Set task:
In the items from the line with "Each instance receives one keypoint. Mark the clear" through the end of the items, swap "hoop earring" for "gold earring" and change nothing else. Give only those lines, and leave the pictures out.

Data extract:
■ ■ ■ ■ ■ ■ ■

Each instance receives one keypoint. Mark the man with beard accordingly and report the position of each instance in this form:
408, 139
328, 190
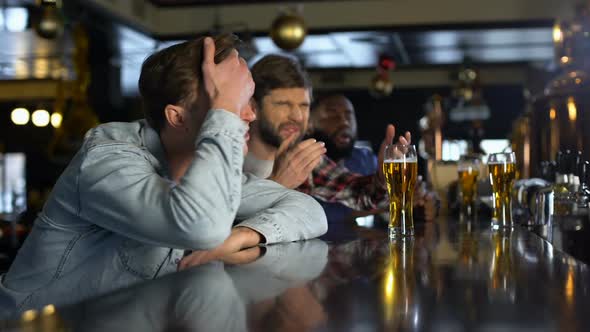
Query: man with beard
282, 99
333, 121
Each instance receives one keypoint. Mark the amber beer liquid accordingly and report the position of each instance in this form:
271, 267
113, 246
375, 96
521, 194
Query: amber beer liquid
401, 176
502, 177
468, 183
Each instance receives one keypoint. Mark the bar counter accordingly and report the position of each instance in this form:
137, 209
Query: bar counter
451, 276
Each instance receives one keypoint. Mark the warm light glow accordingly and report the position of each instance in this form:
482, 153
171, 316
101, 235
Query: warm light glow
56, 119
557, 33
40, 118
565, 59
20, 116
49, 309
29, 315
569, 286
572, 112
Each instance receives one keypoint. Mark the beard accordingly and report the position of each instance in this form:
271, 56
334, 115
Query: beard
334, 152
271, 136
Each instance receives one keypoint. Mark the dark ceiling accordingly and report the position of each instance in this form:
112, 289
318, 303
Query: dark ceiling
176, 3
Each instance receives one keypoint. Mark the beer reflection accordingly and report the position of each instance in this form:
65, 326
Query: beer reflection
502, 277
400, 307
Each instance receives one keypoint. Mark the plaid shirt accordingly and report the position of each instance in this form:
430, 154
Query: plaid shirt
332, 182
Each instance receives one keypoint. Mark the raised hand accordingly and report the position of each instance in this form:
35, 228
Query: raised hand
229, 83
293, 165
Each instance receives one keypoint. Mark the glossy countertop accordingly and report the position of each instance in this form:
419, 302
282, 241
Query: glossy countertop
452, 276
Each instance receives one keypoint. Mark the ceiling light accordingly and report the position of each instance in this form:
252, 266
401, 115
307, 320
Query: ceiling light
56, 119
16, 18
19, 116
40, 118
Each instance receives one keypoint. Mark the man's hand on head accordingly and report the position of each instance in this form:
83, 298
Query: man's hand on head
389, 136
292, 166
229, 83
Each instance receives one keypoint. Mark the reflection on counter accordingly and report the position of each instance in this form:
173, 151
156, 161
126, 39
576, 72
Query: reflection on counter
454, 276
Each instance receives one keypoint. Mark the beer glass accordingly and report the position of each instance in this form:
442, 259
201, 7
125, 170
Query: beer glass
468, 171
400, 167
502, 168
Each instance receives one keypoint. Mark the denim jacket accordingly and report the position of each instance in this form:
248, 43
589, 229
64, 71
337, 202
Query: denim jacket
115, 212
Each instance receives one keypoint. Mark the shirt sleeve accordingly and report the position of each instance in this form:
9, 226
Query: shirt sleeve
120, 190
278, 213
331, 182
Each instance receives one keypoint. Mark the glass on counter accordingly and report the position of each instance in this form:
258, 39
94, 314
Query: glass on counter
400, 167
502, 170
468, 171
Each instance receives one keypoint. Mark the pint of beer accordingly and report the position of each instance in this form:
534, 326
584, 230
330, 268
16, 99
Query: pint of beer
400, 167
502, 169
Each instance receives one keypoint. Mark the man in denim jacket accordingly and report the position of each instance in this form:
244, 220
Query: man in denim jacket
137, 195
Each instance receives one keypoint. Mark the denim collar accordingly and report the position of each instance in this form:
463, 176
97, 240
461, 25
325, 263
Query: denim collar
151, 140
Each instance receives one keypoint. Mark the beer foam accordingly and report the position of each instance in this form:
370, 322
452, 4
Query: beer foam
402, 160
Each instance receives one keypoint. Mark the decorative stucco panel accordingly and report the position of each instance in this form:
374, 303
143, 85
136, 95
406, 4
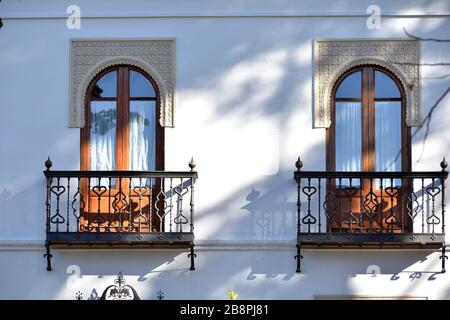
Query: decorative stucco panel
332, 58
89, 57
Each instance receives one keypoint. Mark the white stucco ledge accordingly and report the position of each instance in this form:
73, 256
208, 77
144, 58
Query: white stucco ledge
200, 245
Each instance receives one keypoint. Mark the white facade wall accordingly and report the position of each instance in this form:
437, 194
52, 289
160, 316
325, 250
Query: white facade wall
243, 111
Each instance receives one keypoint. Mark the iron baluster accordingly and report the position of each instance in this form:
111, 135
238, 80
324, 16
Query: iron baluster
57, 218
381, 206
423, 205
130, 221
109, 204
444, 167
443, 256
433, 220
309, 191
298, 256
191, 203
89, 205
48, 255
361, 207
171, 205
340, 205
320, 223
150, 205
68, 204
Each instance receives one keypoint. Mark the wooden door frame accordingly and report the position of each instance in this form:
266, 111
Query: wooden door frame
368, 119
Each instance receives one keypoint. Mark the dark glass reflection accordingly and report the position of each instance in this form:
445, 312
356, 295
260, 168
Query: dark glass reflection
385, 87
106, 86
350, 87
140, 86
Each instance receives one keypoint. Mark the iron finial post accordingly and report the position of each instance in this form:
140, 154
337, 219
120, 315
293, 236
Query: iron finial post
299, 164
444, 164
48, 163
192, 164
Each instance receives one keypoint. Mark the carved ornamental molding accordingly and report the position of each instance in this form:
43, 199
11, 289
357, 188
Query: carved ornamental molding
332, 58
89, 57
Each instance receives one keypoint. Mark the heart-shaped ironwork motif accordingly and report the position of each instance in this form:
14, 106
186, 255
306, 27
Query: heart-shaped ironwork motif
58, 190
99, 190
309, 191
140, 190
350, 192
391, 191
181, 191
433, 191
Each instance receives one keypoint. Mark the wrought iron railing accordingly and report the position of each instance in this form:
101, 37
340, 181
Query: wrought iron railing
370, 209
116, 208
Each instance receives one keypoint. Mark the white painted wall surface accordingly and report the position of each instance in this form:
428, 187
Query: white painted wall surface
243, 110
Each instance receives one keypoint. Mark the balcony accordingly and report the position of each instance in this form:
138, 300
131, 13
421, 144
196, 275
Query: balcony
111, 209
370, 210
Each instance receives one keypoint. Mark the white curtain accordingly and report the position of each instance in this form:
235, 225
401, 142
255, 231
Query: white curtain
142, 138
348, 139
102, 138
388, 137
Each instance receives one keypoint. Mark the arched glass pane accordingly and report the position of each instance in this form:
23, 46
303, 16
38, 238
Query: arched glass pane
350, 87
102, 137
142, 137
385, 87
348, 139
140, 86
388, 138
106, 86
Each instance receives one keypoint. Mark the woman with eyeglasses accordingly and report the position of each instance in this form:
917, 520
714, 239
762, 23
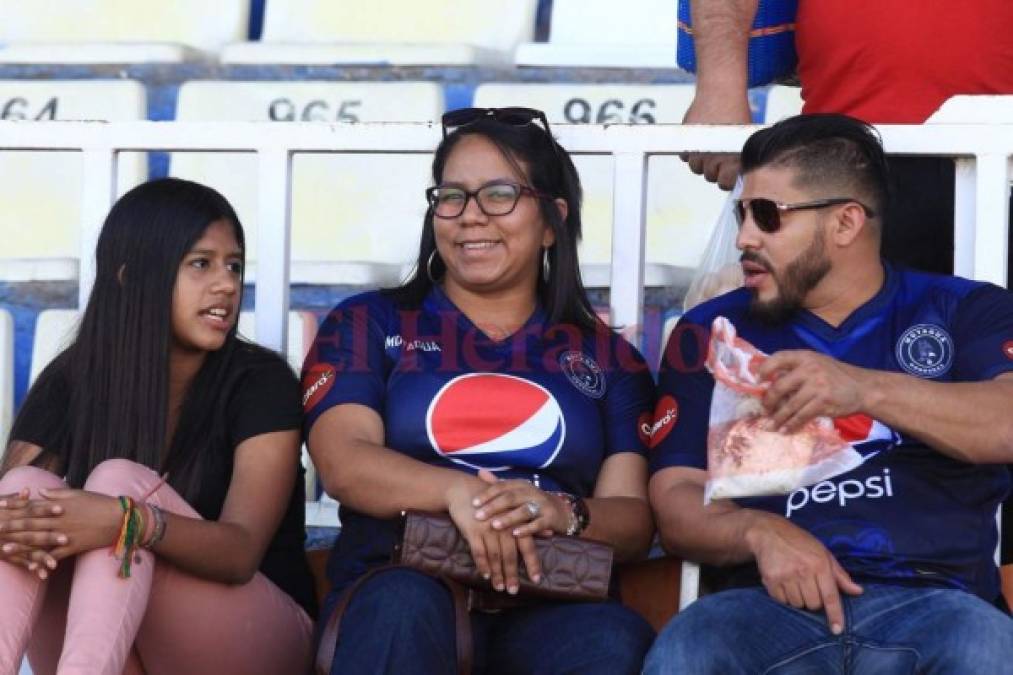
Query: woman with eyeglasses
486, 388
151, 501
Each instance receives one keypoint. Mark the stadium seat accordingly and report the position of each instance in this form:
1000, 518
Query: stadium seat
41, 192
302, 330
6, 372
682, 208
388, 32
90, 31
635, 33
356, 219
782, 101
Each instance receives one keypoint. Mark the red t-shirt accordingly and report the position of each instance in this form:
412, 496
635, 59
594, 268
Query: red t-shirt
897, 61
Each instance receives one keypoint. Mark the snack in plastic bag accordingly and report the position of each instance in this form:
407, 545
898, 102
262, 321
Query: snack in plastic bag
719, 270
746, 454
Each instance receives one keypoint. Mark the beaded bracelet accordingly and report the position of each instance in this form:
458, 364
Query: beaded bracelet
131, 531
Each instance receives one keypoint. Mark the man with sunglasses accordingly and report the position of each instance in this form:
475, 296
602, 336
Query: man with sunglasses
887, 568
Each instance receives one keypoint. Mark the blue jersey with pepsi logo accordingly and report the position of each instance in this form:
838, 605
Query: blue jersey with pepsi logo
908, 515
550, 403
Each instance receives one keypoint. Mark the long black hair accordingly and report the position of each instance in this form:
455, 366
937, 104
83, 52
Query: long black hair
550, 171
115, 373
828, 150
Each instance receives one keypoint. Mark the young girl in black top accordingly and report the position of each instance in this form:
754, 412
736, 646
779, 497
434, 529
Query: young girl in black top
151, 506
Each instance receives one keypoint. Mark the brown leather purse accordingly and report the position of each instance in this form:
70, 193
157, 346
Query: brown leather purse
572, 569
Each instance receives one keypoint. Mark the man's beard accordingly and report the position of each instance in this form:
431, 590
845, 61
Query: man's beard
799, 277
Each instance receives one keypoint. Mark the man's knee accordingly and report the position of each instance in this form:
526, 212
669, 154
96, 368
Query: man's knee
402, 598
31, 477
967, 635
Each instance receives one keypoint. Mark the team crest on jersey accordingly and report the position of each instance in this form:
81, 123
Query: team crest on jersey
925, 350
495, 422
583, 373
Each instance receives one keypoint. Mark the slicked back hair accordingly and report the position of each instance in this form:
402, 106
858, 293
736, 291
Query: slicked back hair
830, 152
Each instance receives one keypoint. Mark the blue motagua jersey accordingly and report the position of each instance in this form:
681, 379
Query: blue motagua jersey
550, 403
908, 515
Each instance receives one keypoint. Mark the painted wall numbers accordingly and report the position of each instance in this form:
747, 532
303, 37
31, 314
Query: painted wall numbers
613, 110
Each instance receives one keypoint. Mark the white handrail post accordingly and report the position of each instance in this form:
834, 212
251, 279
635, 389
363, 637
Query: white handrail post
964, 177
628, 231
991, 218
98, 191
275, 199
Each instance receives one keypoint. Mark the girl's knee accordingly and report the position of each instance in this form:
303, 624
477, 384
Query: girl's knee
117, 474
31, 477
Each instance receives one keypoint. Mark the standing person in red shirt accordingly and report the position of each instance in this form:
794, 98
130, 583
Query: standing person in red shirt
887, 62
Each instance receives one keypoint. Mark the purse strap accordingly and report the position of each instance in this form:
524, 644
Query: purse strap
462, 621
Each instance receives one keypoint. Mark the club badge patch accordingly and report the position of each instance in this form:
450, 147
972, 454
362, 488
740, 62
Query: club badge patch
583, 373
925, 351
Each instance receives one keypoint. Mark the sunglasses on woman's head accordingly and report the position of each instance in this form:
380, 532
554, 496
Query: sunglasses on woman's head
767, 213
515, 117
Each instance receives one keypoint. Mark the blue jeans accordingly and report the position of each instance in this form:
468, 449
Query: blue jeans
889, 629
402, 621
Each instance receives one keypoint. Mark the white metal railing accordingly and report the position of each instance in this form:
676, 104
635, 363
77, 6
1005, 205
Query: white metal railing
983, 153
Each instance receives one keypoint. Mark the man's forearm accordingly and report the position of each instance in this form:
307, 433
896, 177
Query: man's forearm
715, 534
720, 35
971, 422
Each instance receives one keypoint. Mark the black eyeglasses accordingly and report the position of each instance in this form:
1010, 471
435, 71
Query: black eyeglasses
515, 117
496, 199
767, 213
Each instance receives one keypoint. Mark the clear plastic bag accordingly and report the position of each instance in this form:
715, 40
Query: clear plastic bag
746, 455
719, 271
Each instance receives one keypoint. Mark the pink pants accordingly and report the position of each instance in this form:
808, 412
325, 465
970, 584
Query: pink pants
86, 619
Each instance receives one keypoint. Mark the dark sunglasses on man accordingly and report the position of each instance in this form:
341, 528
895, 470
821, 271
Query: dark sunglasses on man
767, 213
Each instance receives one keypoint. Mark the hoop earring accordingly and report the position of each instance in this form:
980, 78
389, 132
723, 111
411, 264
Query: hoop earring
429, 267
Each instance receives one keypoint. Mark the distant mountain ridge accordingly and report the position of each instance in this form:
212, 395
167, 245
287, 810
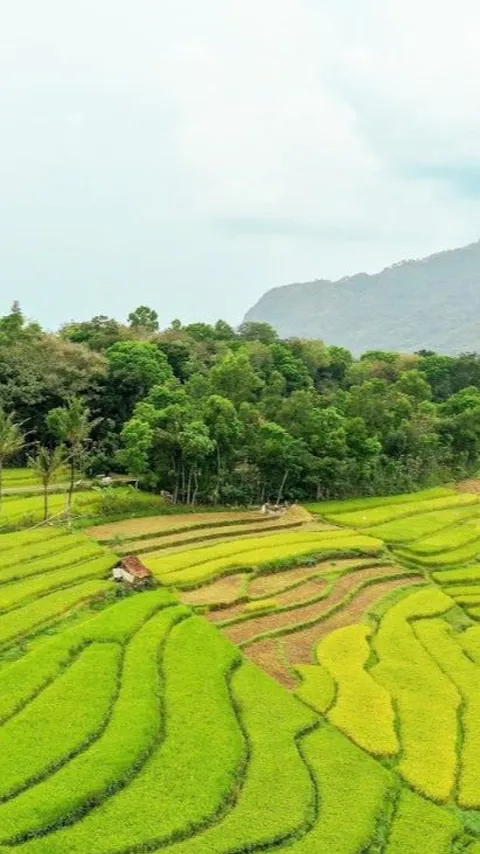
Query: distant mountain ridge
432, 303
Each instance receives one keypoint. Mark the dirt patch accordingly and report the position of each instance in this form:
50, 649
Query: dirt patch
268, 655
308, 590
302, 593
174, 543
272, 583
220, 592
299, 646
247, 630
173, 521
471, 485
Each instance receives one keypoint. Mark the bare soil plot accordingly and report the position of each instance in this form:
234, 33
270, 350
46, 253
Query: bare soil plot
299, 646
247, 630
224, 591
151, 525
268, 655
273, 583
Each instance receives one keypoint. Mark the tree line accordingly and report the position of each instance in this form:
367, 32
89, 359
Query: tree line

■ ■ ■ ■ ■ ■ ■

Exercise solution:
Each instance receives one keypoint. Mark the clear plastic bag accordingly and report the position of each instance in this form:
715, 40
Query: clear plastic bag
746, 455
719, 271
Each instance receives one keypoint. Mark the pink pants accordingly and report the position of each instance in this form:
808, 412
325, 465
970, 584
Query: pink pants
86, 619
Each instance receives one keypoint. Mark the dark sunglasses on man accordingly and report the position of each instance in this form:
341, 528
895, 470
821, 271
Query: dark sunglasses on man
767, 213
Each instance receives one keypoint. Mark the gold earring accordingly and report the position of each instance in this form:
980, 78
389, 132
723, 111
411, 264
Query: gold earring
429, 267
Each instance receives one keypoint. Mark the distant mountain ridge accordingly and report the position of each instance in this form:
212, 395
167, 245
287, 810
Query: distant mountain ridge
432, 303
Each instance receives one keypoint. Mark the dirt patch accordingly and report the position of each instance in this form:
50, 649
Query: dirt patch
268, 655
308, 590
302, 593
174, 543
272, 583
220, 592
299, 646
247, 630
173, 521
471, 485
Each instance receives one keypoint. Mark the bare soil plot accordingly and report the position of each instance in this form:
234, 33
270, 350
46, 253
Query: bare soil plot
299, 646
247, 630
224, 591
151, 525
268, 655
273, 583
Each instance receives one keypoint. Mark the tree line accordingly and report the position of each instance in this form:
367, 32
89, 359
Query: tree line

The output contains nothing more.